Your tractor has been modified, and that button mo longer performs the function that is was originally designed for. So you can ignore it or remove it. That's up to you.

The original function of that button, as per that answer I found earlier, and as per the video you linked to, was/is a safety function so that if you inadvertantly put the gear shift into the start position, it wouldn't engage the starter motor, preventing damage to the starter motor and starter gears.

And looks like a farmer modified your tractor by putting that extension rod on it, to make starting less of a chore.

Cheers


----------



## vanoss

Can someone sugest me a program which i can browse tractor parts ? Including my old tractor


----------



## rocket

vanoss said:


> Can someone sugest me a program which i can browse tractor parts ? Including my old tractor


Probably all you will get are workshop manuals.

You may be able to give Google a shot though. There are plenty of Litle Grey Fergie sites around.

(Records of labeled points)
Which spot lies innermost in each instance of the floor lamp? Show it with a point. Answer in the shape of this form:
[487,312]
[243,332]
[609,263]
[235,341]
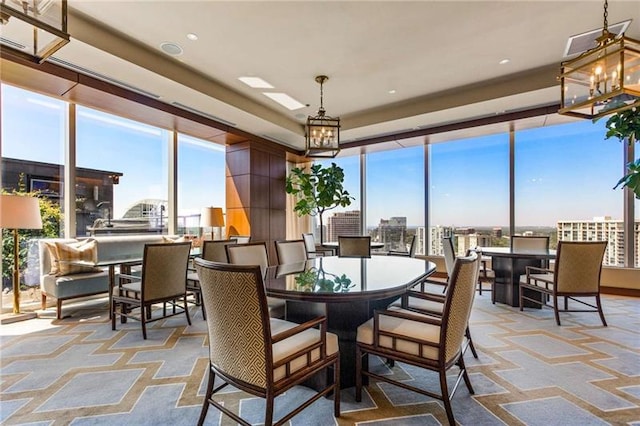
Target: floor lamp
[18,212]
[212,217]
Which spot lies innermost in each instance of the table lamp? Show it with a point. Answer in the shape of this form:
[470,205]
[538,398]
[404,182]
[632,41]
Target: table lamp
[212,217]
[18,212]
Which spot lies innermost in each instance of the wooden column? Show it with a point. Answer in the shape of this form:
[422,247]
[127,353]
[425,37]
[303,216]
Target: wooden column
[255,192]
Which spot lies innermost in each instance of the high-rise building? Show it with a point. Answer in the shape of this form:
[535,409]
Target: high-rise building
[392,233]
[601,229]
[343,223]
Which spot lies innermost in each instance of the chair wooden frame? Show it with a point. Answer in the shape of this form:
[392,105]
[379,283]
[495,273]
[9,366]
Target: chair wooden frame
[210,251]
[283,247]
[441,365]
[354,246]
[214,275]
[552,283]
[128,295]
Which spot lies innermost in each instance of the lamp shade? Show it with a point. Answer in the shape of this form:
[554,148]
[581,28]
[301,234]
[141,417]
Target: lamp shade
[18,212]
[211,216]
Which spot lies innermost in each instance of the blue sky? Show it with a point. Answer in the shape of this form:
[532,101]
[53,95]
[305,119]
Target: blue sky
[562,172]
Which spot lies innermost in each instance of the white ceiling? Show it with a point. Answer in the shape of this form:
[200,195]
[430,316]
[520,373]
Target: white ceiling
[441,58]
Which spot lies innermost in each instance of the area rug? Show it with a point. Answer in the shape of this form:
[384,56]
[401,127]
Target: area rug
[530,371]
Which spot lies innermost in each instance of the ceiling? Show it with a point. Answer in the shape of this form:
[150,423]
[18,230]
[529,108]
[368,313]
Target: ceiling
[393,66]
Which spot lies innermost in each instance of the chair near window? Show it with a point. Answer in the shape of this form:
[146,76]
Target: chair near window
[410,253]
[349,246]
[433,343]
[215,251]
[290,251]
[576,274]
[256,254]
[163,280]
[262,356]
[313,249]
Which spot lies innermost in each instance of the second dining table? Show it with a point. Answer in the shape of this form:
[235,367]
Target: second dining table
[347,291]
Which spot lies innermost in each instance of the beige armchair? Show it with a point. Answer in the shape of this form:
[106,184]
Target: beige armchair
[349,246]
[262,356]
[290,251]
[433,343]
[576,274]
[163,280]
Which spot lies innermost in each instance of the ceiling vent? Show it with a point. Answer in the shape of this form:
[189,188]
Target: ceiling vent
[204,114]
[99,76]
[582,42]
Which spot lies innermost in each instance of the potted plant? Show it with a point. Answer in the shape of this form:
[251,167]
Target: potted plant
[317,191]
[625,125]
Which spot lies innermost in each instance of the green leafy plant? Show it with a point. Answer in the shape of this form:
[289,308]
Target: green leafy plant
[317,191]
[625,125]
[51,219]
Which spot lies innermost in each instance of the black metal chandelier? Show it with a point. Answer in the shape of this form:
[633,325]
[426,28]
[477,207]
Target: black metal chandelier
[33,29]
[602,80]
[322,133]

# Written instruction:
Please decide whether each statement agrees with the tractor forum thread, answering yes or no and quoting the words of the thread that settle it. (a) The button was originally meant to keep the starter motor from engaging if the gear shift went into the start position by accident. (b) The thread says the tractor's current owner added the extension rod. (c) rocket expects vanoss will mostly find parts catalogs. The listing has no role in this exercise.

# Reply:
(a) Yes: "it wouldn't engage the starter motor, preventing damage to the starter motor and starter gears"
(b) No: "looks like a farmer modified your tractor by putting that extension rod on it"
(c) No: "Probably all you will get are workshop manuals."